- Short task
Drop all images and give the records again exactly.

- Records provided
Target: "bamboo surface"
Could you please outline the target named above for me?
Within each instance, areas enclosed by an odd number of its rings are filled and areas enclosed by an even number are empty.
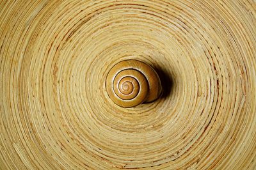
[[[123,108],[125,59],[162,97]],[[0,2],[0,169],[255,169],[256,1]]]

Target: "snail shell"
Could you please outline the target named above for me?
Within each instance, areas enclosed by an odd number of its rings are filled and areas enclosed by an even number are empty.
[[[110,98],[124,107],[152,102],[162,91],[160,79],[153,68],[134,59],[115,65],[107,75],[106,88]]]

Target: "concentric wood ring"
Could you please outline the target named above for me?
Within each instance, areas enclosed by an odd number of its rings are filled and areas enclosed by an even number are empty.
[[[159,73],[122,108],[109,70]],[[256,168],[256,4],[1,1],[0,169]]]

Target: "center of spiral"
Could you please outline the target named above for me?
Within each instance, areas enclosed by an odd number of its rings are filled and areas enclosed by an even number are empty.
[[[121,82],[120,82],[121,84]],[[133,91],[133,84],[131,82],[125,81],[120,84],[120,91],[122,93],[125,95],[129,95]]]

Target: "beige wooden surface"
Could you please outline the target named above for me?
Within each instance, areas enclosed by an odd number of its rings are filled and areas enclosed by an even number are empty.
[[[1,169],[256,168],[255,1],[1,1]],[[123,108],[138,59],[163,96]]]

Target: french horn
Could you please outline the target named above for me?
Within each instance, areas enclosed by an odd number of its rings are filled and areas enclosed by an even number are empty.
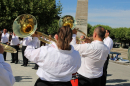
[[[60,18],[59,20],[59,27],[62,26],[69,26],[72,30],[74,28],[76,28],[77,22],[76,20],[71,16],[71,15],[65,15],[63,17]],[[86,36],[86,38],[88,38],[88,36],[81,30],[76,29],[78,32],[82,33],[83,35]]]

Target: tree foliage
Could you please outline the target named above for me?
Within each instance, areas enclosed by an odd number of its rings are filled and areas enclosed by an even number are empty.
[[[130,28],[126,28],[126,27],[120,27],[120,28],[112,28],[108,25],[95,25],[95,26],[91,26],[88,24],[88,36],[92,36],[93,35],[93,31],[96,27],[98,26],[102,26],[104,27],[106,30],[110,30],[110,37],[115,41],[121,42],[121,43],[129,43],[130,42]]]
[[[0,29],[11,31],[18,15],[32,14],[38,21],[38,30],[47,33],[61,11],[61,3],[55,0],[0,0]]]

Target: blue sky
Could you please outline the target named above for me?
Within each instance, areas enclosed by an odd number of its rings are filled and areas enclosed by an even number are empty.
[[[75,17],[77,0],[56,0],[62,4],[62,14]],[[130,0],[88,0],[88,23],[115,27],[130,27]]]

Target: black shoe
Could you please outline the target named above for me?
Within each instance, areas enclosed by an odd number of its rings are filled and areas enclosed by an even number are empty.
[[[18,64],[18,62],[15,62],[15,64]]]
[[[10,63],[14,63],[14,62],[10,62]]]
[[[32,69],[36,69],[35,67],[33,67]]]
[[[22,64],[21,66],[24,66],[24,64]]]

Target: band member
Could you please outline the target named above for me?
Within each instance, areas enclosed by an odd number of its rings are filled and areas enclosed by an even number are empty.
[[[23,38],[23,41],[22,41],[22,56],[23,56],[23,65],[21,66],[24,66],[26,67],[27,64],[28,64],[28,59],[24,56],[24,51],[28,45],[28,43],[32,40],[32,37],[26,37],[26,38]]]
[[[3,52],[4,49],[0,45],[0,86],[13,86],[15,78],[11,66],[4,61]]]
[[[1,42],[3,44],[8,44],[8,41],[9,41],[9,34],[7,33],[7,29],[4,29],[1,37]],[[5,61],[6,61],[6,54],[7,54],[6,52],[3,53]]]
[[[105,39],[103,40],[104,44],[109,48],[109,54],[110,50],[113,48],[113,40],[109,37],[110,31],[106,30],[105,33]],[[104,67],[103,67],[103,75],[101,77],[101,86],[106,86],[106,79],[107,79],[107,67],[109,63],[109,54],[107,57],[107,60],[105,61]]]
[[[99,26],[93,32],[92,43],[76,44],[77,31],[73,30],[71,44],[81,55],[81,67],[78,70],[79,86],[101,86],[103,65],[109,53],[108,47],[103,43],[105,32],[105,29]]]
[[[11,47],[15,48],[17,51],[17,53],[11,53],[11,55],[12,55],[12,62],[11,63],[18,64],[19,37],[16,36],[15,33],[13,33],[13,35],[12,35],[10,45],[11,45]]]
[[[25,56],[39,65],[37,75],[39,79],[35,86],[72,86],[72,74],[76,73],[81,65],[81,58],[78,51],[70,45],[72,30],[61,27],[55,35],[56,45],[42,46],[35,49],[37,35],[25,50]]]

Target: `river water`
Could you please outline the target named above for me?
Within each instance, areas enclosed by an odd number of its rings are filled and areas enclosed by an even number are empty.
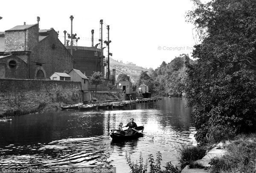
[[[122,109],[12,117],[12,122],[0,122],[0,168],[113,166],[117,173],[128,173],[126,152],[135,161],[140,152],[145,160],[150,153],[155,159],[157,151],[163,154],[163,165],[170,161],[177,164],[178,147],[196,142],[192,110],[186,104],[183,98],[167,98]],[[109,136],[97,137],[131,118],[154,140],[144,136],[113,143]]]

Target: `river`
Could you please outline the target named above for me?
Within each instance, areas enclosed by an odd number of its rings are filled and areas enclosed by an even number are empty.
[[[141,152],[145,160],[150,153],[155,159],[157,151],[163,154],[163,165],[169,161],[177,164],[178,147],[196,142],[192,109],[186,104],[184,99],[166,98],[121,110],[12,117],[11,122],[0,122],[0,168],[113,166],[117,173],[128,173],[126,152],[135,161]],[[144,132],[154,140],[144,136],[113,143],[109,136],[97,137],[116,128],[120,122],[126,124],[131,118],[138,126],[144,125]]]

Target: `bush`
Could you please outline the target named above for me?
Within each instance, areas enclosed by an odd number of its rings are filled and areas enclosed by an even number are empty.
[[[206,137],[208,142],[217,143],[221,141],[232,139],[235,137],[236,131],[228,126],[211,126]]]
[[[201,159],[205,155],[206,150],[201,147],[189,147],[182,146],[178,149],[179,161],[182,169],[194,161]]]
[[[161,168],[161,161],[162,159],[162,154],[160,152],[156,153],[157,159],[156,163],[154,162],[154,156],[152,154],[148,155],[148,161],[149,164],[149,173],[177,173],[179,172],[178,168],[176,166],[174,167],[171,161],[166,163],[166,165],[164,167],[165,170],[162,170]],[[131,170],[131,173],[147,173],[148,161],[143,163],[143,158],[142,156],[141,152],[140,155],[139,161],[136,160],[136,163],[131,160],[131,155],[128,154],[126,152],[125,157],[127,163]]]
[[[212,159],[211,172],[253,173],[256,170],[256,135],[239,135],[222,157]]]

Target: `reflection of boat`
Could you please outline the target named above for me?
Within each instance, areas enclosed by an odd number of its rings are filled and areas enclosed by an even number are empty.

- Response
Target: "bamboo surface"
Could you please outline the target named above for me?
Within each instance, areas enclosed by an odd number of its rings are filled and areas enclosed by an even number are empty.
[[[123,108],[125,59],[162,97]],[[0,2],[0,169],[255,169],[256,1]]]

Target: "snail shell"
Could you please outline the target named above for me?
Within each instance, areas enclosed by an odd number of its rings are filled and areas enclosed by an even number are empty.
[[[110,98],[124,107],[152,102],[162,91],[160,79],[153,68],[134,59],[115,65],[107,75],[106,88]]]

Target: "concentric wood ring"
Could you please outline the target named above for me?
Within each instance, areas enclosed by an odd number of its rings are filled and areas enclosed by an even number are empty.
[[[159,73],[122,108],[109,70]],[[256,168],[256,4],[1,1],[0,169]]]

Target: "center of spiral"
Could you please outline the target named above for me?
Within each instance, areas enclosed by an odd number of its rings are filled and areas enclosed by an even number are empty.
[[[121,82],[120,82],[121,84]],[[133,91],[133,84],[131,82],[125,81],[120,84],[120,91],[122,93],[125,95],[129,95]]]

Target: "beige wooden surface"
Could you please outline the target named above for me?
Within each instance, areas enclosed by an odd number of its rings are filled and areas enclosed by an even number are empty.
[[[1,169],[256,168],[255,1],[1,1]],[[123,108],[138,59],[163,96]]]

Target: french horn
Could you please outline the target named above for me?
Within each instance, areas enclosed by an odd number of its rings are filled and areas enclosed by an even number are empty.
[[[60,18],[59,20],[59,27],[62,26],[69,26],[72,30],[74,28],[76,28],[77,22],[76,20],[71,16],[71,15],[65,15],[63,17]],[[86,36],[86,38],[88,38],[88,36],[81,30],[76,29],[78,32],[82,33],[83,35]]]

Target: tree foliage
Could you please outline the target named above for me?
Within each instance, areas enclosed by an odd number of its rings are filled and areas enclosed by an even number are empty.
[[[130,28],[126,28],[126,27],[120,27],[120,28],[112,28],[108,25],[95,25],[95,26],[91,26],[88,24],[88,36],[92,36],[93,35],[93,31],[96,27],[98,26],[102,26],[104,27],[106,30],[110,30],[110,37],[115,41],[121,42],[121,43],[129,43],[130,42]]]
[[[0,29],[11,31],[18,15],[32,14],[38,21],[38,30],[47,33],[61,11],[61,3],[55,0],[0,0]]]

Target: blue sky
Could you please outline the target named above for me?
Within each instance, areas enclosed by an odd number of its rings are filled and areas enclosed by an even number are empty.
[[[75,17],[77,0],[56,0],[62,4],[62,14]],[[130,0],[88,0],[88,23],[115,27],[130,27]]]

Target: black shoe
Could you please outline the target named above for me?
Within each instance, areas enclosed by an odd number of its rings are filled and areas enclosed by an even number are empty.
[[[18,64],[18,62],[15,62],[15,64]]]
[[[10,63],[14,63],[14,62],[10,62]]]
[[[32,69],[36,69],[35,67],[33,67]]]
[[[22,64],[21,66],[24,66],[24,64]]]

Target: band member
Could you please outline the target named above for me?
Within each instance, areas enclosed by an odd number of its rings are filled and areas enclosed by an even number are empty.
[[[23,38],[23,41],[22,41],[22,56],[23,56],[23,65],[21,66],[24,66],[26,67],[27,64],[28,64],[28,59],[24,56],[24,51],[28,45],[28,43],[32,40],[32,37],[26,37],[26,38]]]
[[[3,52],[4,49],[0,45],[0,86],[13,86],[15,78],[11,66],[4,61]]]
[[[1,42],[3,44],[8,44],[8,41],[9,41],[9,34],[7,33],[7,29],[4,29],[1,37]],[[5,61],[6,61],[6,54],[7,54],[6,52],[3,53]]]
[[[105,39],[103,40],[104,44],[109,48],[109,54],[110,50],[113,48],[113,40],[109,37],[110,31],[106,30],[105,33]],[[104,67],[103,67],[103,75],[101,77],[101,86],[106,86],[106,79],[107,79],[107,67],[109,63],[109,54],[107,57],[107,60],[105,61]]]
[[[99,26],[93,32],[92,43],[76,44],[77,31],[73,30],[71,44],[81,55],[81,67],[78,70],[79,86],[101,86],[103,65],[109,53],[108,47],[103,43],[105,32],[105,29]]]
[[[11,47],[15,48],[17,51],[17,53],[11,53],[11,55],[12,55],[12,62],[11,63],[18,64],[19,37],[16,36],[15,33],[13,33],[13,35],[12,35],[10,45],[11,45]]]
[[[25,56],[39,65],[37,75],[39,79],[35,86],[72,86],[72,74],[76,73],[81,65],[81,58],[78,51],[70,45],[72,30],[61,27],[55,35],[56,45],[42,46],[35,49],[37,35],[25,50]]]

Target: `river water`
Could you please outline the target named above for me?
Within each instance, areas enclosed by an odd number of its rings are filled and areas enclosed by an even number are empty.
[[[122,109],[12,117],[12,122],[0,122],[0,168],[113,166],[117,173],[128,173],[126,152],[135,161],[140,152],[145,160],[150,153],[155,159],[157,151],[163,154],[163,165],[170,161],[177,164],[178,147],[196,142],[192,110],[186,104],[183,98],[167,98]],[[109,136],[97,137],[131,118],[154,140],[144,136],[113,143]]]

Target: `river`
Could you please outline the target named above for me?
Within each instance, areas enclosed by an odd number of its rings are filled and areas enclosed by an even number are empty.
[[[141,152],[145,160],[150,153],[155,159],[157,151],[163,154],[163,165],[169,161],[177,164],[178,147],[196,142],[192,109],[186,104],[184,99],[166,98],[121,110],[12,117],[11,122],[0,122],[0,168],[113,166],[117,173],[128,173],[126,152],[135,161]],[[144,132],[154,140],[144,136],[113,143],[109,136],[97,137],[116,128],[120,122],[126,124],[131,118],[138,126],[144,125]]]

Target: `bush`
Could you please outline the target named above for me?
Within each instance, areas enclosed by an odd number of its rings are filled and areas enclosed by an even number are empty.
[[[206,137],[208,142],[217,143],[221,141],[232,139],[235,137],[236,131],[228,126],[211,126]]]
[[[201,159],[205,155],[206,150],[201,147],[189,147],[182,146],[178,149],[179,161],[182,169],[194,161]]]
[[[161,168],[161,161],[162,159],[162,154],[160,152],[156,153],[157,159],[156,163],[154,162],[154,156],[152,154],[148,155],[148,161],[149,164],[149,173],[177,173],[179,172],[178,168],[176,166],[174,167],[171,161],[166,163],[166,165],[164,167],[165,170],[162,170]],[[131,170],[131,173],[147,173],[148,161],[143,163],[143,158],[142,156],[141,152],[140,155],[139,161],[136,160],[136,163],[131,160],[131,155],[128,154],[126,152],[125,157],[127,163]]]
[[[212,159],[211,172],[253,173],[256,170],[256,135],[239,135],[222,157]]]

Target: `reflection of boat`
Could you please outline the target named above for me?
Within each instance, areas enclosed by an odd number of its rings are filled and areas enclosed by an even number are empty.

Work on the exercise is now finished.